LIST OF TASKS:
1 – According to the passage on reading as dialogue, what can good questions open up?
2 – Reproduce the part of the passage on reading as dialogue that opens with the words containing "Reading is a" and closes with "closed to you.".
3 – State whether each statement agrees with the passage on reading as dialogue, giving yes or no with the deciding words quoted from it: (a) Some questions seek clarification of difficult terms, phrases, or ideas. (b) The kinds of questioning listed are the only ones there are. (c) The meaning of a reading can be understood without imagining what question it answers.

DOCUMENT EXTRACT:
+---+
Reading is a dialogue, an
interaction that requires active questioning. The meaning of what one reads
cannot be understood without some attempt to imagine what question the reading
is answering or might answer. Good questions can lead you into an active and
creative dialogue with the readings for this course and open up ancient texts
that would otherwise stay closed to you.
We take our questions to
our reading in many different ways. Some questions try to recover the original
question a writer thinks he or she is answering. Some questions ask for
clarification of difficult terms or phrases or ideas. Some challenge the
reading by imagining that an implicit question could be answered in a very
different way (Why didn’t Aristotle answer that …?). Some questions
take contemporary concerns to historical writers as one way of exploring what
contemporary relevance their work has. Some questions are demands for the
reasons behind the claims that are being made, a way of discovering a writer’s
reasoning. Some questions even question whether the questions being asked are
the appropriate or important ones. There are many more kinds of questioning.
+---+
ITEMS:
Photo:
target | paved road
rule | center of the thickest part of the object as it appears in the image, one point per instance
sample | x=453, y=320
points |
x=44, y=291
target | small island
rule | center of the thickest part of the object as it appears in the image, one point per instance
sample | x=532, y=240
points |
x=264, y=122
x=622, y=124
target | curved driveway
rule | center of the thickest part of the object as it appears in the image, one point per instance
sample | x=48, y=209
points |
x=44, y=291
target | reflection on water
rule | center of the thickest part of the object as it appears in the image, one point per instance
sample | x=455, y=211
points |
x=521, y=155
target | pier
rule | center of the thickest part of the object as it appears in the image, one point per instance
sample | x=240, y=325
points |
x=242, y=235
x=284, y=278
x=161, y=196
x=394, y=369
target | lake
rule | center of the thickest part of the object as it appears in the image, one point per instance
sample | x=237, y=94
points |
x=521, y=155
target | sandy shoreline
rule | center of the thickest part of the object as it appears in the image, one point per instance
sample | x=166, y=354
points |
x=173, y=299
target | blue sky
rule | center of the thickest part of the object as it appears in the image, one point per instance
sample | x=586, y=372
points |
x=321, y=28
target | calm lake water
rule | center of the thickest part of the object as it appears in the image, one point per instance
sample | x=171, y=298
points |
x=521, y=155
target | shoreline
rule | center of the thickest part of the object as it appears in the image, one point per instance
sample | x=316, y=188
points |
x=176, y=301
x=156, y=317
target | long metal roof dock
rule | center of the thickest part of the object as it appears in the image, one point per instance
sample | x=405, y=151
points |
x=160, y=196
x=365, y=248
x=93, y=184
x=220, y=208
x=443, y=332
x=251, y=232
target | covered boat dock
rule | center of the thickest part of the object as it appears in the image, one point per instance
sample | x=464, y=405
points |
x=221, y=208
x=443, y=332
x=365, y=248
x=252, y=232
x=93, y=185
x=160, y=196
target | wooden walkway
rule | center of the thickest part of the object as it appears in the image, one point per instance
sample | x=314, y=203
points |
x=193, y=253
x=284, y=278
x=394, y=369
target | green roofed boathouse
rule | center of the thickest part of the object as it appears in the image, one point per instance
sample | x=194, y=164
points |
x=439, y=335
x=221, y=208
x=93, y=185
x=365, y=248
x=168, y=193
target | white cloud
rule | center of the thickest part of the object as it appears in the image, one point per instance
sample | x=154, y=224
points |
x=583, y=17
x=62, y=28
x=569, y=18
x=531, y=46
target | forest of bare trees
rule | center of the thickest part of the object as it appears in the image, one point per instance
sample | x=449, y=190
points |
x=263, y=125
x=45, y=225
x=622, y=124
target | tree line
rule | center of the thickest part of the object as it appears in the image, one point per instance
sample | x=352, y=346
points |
+---+
THE REPLIES:
1 – Good questions can open up ancient texts that would otherwise stay closed.

2 –
Reading is a dialogue, an
interaction that requires active questioning. The meaning of what one reads
cannot be understood without some attempt to imagine what question the reading
is answering or might answer. Good questions can lead you into an active and
creative dialogue with the readings for this course and open up ancient texts
that would otherwise stay closed to you.

3 –
(a) Yes: "Some questions ask for clarification of difficult terms or phrases or ideas."
(b) No: "There are many more kinds of questioning."
(c) No: "The meaning of what one reads cannot be understood without some attempt to imagine what question the reading is answering or might answer."